Start of Material
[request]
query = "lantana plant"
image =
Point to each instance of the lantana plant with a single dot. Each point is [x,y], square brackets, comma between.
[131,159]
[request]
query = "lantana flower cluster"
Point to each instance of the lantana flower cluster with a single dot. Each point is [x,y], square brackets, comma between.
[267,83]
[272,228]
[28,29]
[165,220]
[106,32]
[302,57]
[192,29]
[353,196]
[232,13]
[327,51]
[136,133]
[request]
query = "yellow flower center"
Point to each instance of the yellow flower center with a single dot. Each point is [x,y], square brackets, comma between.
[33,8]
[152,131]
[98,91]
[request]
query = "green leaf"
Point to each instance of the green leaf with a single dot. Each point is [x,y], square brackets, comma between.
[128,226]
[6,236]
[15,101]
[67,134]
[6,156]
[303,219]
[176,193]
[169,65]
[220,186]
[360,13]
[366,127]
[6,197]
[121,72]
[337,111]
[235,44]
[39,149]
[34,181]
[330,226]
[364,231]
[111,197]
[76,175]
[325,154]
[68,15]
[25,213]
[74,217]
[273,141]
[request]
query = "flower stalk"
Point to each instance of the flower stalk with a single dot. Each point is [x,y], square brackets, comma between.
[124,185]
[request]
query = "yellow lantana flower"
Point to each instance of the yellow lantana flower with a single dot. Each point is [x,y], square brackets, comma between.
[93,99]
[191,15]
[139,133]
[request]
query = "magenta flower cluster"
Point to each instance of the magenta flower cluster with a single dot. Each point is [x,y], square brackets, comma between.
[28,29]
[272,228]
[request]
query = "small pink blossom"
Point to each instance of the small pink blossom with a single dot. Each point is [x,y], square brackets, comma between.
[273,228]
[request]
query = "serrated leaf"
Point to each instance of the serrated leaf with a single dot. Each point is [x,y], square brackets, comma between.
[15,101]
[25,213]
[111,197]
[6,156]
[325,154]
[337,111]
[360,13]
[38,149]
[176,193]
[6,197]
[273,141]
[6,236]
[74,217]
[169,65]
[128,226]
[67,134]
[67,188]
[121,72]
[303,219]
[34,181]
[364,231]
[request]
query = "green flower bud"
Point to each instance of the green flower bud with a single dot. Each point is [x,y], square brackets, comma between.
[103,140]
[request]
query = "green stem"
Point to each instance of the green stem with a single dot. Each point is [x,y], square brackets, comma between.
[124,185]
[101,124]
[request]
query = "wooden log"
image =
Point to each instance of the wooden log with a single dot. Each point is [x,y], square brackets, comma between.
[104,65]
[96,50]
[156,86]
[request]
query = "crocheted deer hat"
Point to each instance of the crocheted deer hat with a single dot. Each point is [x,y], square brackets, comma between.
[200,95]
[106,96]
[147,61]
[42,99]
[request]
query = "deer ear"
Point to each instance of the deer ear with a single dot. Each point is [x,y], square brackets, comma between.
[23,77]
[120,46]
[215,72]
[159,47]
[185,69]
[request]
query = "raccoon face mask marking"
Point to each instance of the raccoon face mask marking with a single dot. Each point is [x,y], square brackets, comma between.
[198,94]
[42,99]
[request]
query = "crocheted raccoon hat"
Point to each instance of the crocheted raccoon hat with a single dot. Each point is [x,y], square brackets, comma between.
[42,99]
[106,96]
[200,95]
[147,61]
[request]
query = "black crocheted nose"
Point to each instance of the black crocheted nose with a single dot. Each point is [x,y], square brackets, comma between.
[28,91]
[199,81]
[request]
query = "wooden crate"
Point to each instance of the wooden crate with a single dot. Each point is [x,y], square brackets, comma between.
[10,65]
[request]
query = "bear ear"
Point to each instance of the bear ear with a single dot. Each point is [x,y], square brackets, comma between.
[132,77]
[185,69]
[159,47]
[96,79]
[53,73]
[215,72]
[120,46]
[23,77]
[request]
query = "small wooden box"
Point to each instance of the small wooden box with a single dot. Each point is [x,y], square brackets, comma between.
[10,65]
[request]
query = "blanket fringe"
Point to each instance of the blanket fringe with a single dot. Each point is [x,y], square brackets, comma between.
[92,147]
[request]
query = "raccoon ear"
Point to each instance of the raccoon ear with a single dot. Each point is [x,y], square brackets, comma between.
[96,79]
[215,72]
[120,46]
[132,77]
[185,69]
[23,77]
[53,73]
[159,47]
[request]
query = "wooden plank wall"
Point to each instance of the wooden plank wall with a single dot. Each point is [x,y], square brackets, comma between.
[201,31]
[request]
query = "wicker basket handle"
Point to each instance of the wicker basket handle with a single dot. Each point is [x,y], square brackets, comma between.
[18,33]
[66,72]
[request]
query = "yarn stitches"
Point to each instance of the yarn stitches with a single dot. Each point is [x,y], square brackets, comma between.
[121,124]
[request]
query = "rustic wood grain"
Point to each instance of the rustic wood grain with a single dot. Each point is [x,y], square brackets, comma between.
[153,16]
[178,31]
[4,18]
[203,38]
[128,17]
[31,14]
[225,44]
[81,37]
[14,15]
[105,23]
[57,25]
End of Material
Problem details:
Transcribe every entry verbatim.

Solved exercise:
[request]
query = "lantana plant"
image =
Point to each instance of the lantana plant with a single dot. Each point is [x,y], square brackets, comma between.
[131,159]
[request]
query = "lantana flower cluster"
Point to each instance of the lantana flower cluster with a single dot. Each point is [x,y], square brackets, comma between.
[267,83]
[272,228]
[28,29]
[165,220]
[106,32]
[302,57]
[192,29]
[353,196]
[232,13]
[327,51]
[136,133]
[request]
query = "yellow flower center"
Point to each instance of the yellow flower center with a single dot. Each point is [x,y], square brackets, comma between.
[33,8]
[152,131]
[98,91]
[request]
query = "green leaf"
Point to each instance of the green leaf with a single dot. Each point is [x,y], square brackets, comma between.
[128,226]
[6,236]
[15,101]
[67,134]
[6,156]
[303,219]
[176,193]
[169,65]
[220,186]
[360,13]
[366,127]
[6,197]
[121,72]
[337,111]
[235,44]
[39,149]
[34,181]
[330,226]
[364,231]
[111,197]
[76,175]
[325,154]
[68,15]
[25,213]
[74,217]
[273,141]
[request]
query = "flower stalk"
Point to each instance of the flower stalk with a single dot. Each point is [x,y], square brackets, comma between.
[124,185]
[request]
query = "yellow lantana flower"
Point to each instance of the yellow lantana flower with a single dot. Each point is [x,y], square brackets, comma between.
[93,99]
[191,15]
[139,133]
[request]
query = "magenta flower cluster"
Point to each instance of the magenta flower cluster with a single dot. Each point is [x,y], square brackets, comma between.
[28,29]
[272,228]
[request]
query = "small pink blossom"
Point to each instance of the small pink blossom with a single dot. Each point is [x,y], square brackets, comma between.
[273,228]
[request]
query = "serrated leaf"
Point to each instance of the serrated leaf with a single dot. Each point is [x,y], square brackets, comma between.
[15,101]
[25,213]
[111,197]
[6,156]
[325,154]
[337,111]
[360,13]
[38,149]
[176,193]
[6,197]
[273,141]
[6,236]
[74,217]
[169,65]
[128,226]
[67,134]
[67,188]
[121,72]
[303,219]
[34,181]
[364,231]
[request]
query = "green flower bud"
Point to each instance of the green flower bud with a single dot. Each point is [x,y], square brackets, comma between.
[103,140]
[request]
query = "green stem"
Point to each instance of the green stem with a single dot. Each point is [x,y], square brackets, comma between.
[124,185]
[101,124]
[request]
query = "wooden log"
image =
Point to each instance of the wooden log with a single dot. Each point is [x,y], square brackets, comma between.
[104,65]
[96,50]
[156,86]
[request]
query = "crocheted deer hat"
Point to each instance of the crocheted deer hat with a single dot. Each point is [x,y], square brackets, comma between.
[200,95]
[106,96]
[147,61]
[42,99]
[request]
query = "deer ear"
Point to each instance of the deer ear with a single dot. Each point is [x,y], square brackets, comma between.
[23,77]
[120,46]
[215,72]
[159,47]
[185,69]
[request]
query = "raccoon face mask marking"
Point to each instance of the raccoon face mask marking with a single dot. Each point is [x,y], square brackets, comma between.
[198,94]
[42,99]
[request]
query = "crocheted raccoon hat"
Point to each instance of the crocheted raccoon hat with a single dot. Each point is [x,y], square brackets, comma between.
[42,99]
[106,96]
[200,95]
[147,61]
[request]
query = "black crocheted nose"
Point to each instance of the black crocheted nose with a single dot. Each point is [x,y], square brackets, comma between.
[28,91]
[199,81]
[request]
query = "wooden crate"
Point to each instance of the wooden crate with a single dot. Each point is [x,y], square brackets, comma between.
[10,65]
[request]
query = "bear ear"
Point to each instance of the bear ear with a single dot. Each point is [x,y], square brackets, comma between.
[132,77]
[185,69]
[159,47]
[96,79]
[53,73]
[215,72]
[120,46]
[23,77]
[request]
query = "small wooden box"
Point to each instance of the small wooden box with a single dot. Each point is [x,y], square brackets, comma between.
[10,65]
[request]
query = "blanket fringe"
Point to each instance of the blanket fringe with a single dot. Each point is [x,y], square brackets, comma between.
[92,147]
[request]
query = "raccoon ear"
Point to each instance of the raccoon ear with a single dot. Each point is [x,y], square brackets, comma between.
[96,79]
[215,72]
[120,46]
[132,77]
[185,69]
[23,77]
[53,73]
[159,47]
[request]
query = "wooden plank wall"
Point to each instance of the wooden plank wall with a single dot. Each point is [x,y], square brackets, comma between.
[201,31]
[request]
query = "wicker basket handle"
Point to each instance of the wicker basket handle with a single dot. Each point is [x,y], square brackets, comma between.
[18,33]
[66,72]
[request]
query = "yarn stitches"
Point to each instance of the yarn stitches with a single dot. Each point is [x,y], square brackets, comma between.
[121,124]
[request]
query = "rustic wood grain"
Point to each instance of the rustic wood grain with a single dot. Each point is [x,y], square brackets, comma between.
[153,16]
[178,31]
[4,18]
[203,38]
[128,17]
[31,14]
[225,44]
[81,37]
[14,15]
[105,23]
[57,25]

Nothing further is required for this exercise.